■ **DIRECTIVE A**:
Pull out every line of the listing that contains the word "small", copying each one.

■ **PAGE EXCERPT**:
╭──
The South Church, St Mary’s, stands on the site of Italian Jesuit Matteo Ricci’s Běijīng residence (see Christianity in China, and the Jesuit Cemetery), and its architecture is Italianate, although its history is far more interesting than its physical form. It has slightly dismal gardens at the front, with a shop called ‘Holy Things Handicraft Department’ and a Chinese-style rockery with a ceramic Virgin Mary surrounded by flowers. There’s a statue of Ricci (1552–1610) and another of Francis Xavier, co-founder of the Jesuit order (1506–1552), who was briefly buried on Chinese soil before being moved to Malacca, and again to Goa.

The cathedral is serviced by a dozen priests, all members of the government-approved Patriotic Church, which has no links with the Vatican and claims a congregation of 20,000 followers. In 1999 the government spent ¥1.3 million on repairs, and the building was given another substantial refurbishment in 2007 in anticipation of foreigner interest during the Olympics.

The first church on the site was begun by Adam Schall von Bell in 1650, with a donation from the Kāngxī emperor, and completed in 1703. It burned down in 1775. The Qiánlóng emperor offered to help with repairs, but the Jesuits had lost the rites accommodation battle (see Christianity in China) and had been suppressed by Pope Clement XIV in 1773, while hard times fell on all missionaries of whatever order who were not prepared to sign an agreement to allow Chinese Christians to continue ancestor worship and rites for Confucius, directly contradicting the Vatican’s demands.

The building (whatever there was at the time) was occupied by Portuguese Lazarists for a while in the 19th century. In 1861 the Treaty of Tiānjīn and the Conventions of Peking, which opened further treaty ports to foreigners and forced the Qīng to accept permanent foreign representatives in the capital, also returned all church property to foreign ownership. French Lazarists had the church rebuilt by 1862, but it was destroyed again in the Boxer Rebellion of 1900, which saw the deliberate targeting and execution of thousands of Chinese Christians as ersatz foreigners (‘lesser hairy ones’) and the destruction of foreign religious premises right across China.
╰──
■ **DATA SHOWN**:
╭──
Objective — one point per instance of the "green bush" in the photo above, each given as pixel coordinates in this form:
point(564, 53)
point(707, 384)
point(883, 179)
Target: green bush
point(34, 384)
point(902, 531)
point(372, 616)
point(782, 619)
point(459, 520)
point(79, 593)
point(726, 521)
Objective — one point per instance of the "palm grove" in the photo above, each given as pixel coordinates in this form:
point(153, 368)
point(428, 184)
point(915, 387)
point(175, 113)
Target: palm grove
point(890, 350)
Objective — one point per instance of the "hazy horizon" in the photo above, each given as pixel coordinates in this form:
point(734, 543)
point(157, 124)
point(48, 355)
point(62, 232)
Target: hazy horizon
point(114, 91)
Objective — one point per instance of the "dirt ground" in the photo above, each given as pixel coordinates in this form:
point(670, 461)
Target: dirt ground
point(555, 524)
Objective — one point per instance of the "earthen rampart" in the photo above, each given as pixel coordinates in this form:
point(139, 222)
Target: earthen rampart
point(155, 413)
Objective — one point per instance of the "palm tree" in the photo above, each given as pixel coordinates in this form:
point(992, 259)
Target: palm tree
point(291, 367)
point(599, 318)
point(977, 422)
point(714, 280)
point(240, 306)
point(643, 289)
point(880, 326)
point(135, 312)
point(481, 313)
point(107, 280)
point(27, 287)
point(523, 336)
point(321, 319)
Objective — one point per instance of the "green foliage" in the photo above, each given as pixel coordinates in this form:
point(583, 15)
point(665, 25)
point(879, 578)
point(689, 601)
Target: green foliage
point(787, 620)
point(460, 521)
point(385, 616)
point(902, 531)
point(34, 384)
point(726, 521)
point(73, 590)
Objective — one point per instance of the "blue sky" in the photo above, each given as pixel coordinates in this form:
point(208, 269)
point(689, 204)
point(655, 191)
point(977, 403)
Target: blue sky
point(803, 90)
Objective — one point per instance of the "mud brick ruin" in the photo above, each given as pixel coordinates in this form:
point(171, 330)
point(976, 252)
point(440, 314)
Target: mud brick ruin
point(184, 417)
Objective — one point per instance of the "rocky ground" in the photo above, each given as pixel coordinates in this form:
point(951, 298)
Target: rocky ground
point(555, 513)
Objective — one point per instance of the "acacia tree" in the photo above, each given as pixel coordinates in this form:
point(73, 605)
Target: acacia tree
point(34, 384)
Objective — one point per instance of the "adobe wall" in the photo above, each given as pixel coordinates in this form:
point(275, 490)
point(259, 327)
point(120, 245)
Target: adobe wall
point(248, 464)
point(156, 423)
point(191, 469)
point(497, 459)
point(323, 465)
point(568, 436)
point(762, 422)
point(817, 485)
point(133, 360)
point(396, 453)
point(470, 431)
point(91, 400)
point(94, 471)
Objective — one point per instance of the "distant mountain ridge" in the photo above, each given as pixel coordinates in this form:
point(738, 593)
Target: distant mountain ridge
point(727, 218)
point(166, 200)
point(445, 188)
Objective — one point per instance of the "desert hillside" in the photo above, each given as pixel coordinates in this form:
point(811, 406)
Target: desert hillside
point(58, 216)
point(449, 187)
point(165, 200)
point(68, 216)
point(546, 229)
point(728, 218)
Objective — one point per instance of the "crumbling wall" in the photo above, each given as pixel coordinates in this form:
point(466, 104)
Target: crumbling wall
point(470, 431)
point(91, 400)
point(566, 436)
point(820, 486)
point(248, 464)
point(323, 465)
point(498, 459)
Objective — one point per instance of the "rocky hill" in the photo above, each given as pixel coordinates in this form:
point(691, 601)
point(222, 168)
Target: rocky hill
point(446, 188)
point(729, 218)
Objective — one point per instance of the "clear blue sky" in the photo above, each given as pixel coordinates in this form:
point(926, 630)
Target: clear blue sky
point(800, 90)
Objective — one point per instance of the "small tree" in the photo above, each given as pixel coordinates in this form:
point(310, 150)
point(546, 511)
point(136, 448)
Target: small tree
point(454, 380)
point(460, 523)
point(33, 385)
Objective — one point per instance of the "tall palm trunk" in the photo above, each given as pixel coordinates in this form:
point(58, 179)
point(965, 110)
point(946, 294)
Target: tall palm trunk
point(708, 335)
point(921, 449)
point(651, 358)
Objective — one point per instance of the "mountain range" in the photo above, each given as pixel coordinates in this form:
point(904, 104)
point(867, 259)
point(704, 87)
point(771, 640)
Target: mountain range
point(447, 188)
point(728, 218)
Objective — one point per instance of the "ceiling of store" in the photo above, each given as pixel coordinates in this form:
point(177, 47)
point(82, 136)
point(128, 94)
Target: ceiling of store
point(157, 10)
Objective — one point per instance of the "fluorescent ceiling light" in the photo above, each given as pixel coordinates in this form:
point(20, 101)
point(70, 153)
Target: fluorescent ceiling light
╰──
■ **DIRECTIVE B**:
In the South Church passage, who began the first church on the site?

■ **TASK ANSWER A**:
Objective — one point per instance of the "small tree" in the photo above, each given as pixel coordinates in this form:
Target: small tree

■ **TASK ANSWER B**:
Adam Schall von Bell.